■ Exercise set
1 > Rewrite the YMCA of the Rockies passage from "My husband Jamie" to "and Winter Park.", putting "ten-day" in place of "week-long".
2 > In the YMCA of the Rockies passage, how many acres does Snow Mountain Ranch cover?

■ Reading passage

My husband Jamie and I have been parents for 10 years and we have never been alone together at our home for more than one night since having kids. So it was a shock for me when we dropped them off for week-long Camp Chief Ouray at YMCA of the Rockies located between Grand Lake and Winter Park.
But not for Jamie. As we were walking away from my daughter’s cabin, we followed the procession of parents to their cars. “Do you know what all these parents have in common?” he observed. “They’re all smiling.”
And so were the kids. While Jamie and I reconnected with nightly dates, Hadley and Bode had the time of their lives at Colorado’s longest-running overnight camp for boys and girls ages 7-17 where they stayed in rustic cabins as they did archery, camp crafts, swam, rode horses, canoed, hiked, raided the kitchen, camped under the stars one night, gorged on s’mores, had regular devotionals, skits, campfire songs and so much more.
Mom at Play
YMCA of the Rockies’ 5,100-acre Snow Mountain Ranch is the ultimate Colorado family vacation with affordable lodging, a 27-hole miniature golf course, guided hikes, scavenger hunts, a full line-up at their Activity Center, craft center, library, disc golf, sand volleyball, roller-skating, swimming, archery, and basketball.
My family has been vacationing there for years and I thought I’d done it all until I teamed up with Marketing Director Laura Field and we mountain biked the Nordic/snowshoe trails past the biathlon range through aspen forests, emerald meadows that were slathered in vibrant hues and did a huge loop before connecting with a portion of the trail that extends from Fraser to Granby.

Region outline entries
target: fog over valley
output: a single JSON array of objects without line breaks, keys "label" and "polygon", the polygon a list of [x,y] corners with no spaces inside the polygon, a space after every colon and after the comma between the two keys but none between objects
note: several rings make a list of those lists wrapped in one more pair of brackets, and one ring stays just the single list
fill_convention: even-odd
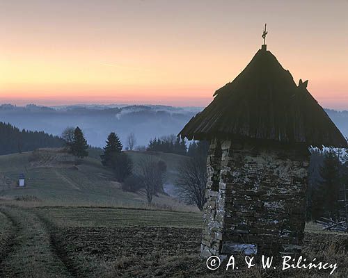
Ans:
[{"label": "fog over valley", "polygon": [[[33,104],[0,106],[0,121],[19,129],[43,131],[60,136],[67,126],[82,129],[89,145],[103,147],[111,131],[125,146],[133,132],[136,145],[147,145],[155,137],[177,134],[201,107],[174,107],[158,105],[76,105],[54,107]],[[348,136],[348,111],[325,109],[345,136]]]}]

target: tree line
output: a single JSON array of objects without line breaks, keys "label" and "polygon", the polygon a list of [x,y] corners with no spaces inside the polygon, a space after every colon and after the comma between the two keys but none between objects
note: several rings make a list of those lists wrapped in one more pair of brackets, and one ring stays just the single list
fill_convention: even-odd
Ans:
[{"label": "tree line", "polygon": [[39,147],[61,147],[63,140],[43,131],[19,130],[0,122],[0,155],[33,151]]},{"label": "tree line", "polygon": [[[344,185],[348,189],[348,152],[329,148],[311,151],[306,217],[339,220],[345,211]],[[347,191],[348,198],[348,191]]]}]

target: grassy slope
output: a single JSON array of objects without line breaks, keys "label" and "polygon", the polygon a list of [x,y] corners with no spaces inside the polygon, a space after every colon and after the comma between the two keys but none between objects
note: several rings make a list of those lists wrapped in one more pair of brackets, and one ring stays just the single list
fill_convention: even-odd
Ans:
[{"label": "grassy slope", "polygon": [[[129,154],[134,165],[145,155]],[[43,205],[147,206],[143,193],[122,191],[120,184],[113,181],[113,173],[97,159],[85,158],[76,170],[72,167],[33,167],[29,161],[31,156],[31,153],[0,156],[0,174],[17,181],[18,174],[23,172],[26,185],[25,188],[0,185],[0,197],[35,196],[39,199],[37,204]],[[156,156],[166,162],[171,173],[182,158],[170,154]],[[166,195],[155,197],[154,205],[161,208],[193,209]]]}]

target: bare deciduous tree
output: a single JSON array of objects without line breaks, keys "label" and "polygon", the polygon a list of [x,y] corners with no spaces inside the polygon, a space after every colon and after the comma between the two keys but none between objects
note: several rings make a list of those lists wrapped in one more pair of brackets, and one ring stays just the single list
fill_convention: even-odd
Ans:
[{"label": "bare deciduous tree", "polygon": [[132,132],[127,138],[127,147],[128,147],[130,151],[132,151],[134,149],[136,144],[136,139],[135,138],[135,135],[133,132]]},{"label": "bare deciduous tree", "polygon": [[176,186],[180,194],[202,211],[205,203],[206,159],[204,157],[189,158],[181,164],[178,172]]},{"label": "bare deciduous tree", "polygon": [[148,203],[152,202],[153,196],[158,192],[163,191],[164,171],[159,165],[159,161],[148,155],[139,163],[140,175],[143,179]]}]

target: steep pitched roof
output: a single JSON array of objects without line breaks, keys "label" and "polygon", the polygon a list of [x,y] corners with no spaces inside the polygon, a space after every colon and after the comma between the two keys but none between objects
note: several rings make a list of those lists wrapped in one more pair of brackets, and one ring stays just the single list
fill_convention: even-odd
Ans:
[{"label": "steep pitched roof", "polygon": [[264,48],[179,133],[188,139],[242,137],[347,147],[344,136],[306,89]]}]

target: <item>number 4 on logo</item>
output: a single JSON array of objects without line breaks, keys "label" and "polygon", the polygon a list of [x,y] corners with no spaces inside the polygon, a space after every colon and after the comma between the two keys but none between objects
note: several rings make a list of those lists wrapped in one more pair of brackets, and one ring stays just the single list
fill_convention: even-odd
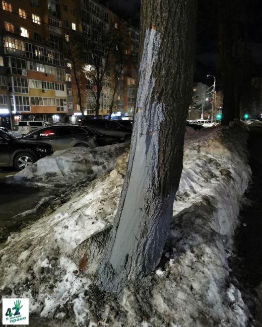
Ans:
[{"label": "number 4 on logo", "polygon": [[12,317],[12,316],[13,315],[13,313],[10,308],[8,308],[8,309],[7,309],[7,312],[6,313],[6,315],[9,315],[10,317]]}]

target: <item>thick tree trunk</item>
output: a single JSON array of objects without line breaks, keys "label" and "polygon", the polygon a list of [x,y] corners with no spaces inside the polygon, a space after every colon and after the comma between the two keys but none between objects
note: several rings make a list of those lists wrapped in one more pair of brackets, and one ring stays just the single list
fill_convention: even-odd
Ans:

■ Exercise solutions
1 >
My husband Jamie and I have been parents for 10 years and we have never been alone together at our home for more than one night since having kids. So it was a shock for me when we dropped them off for ten-day Camp Chief Ouray at YMCA of the Rockies located between Grand Lake and Winter Park.

2 > 5,100 acres.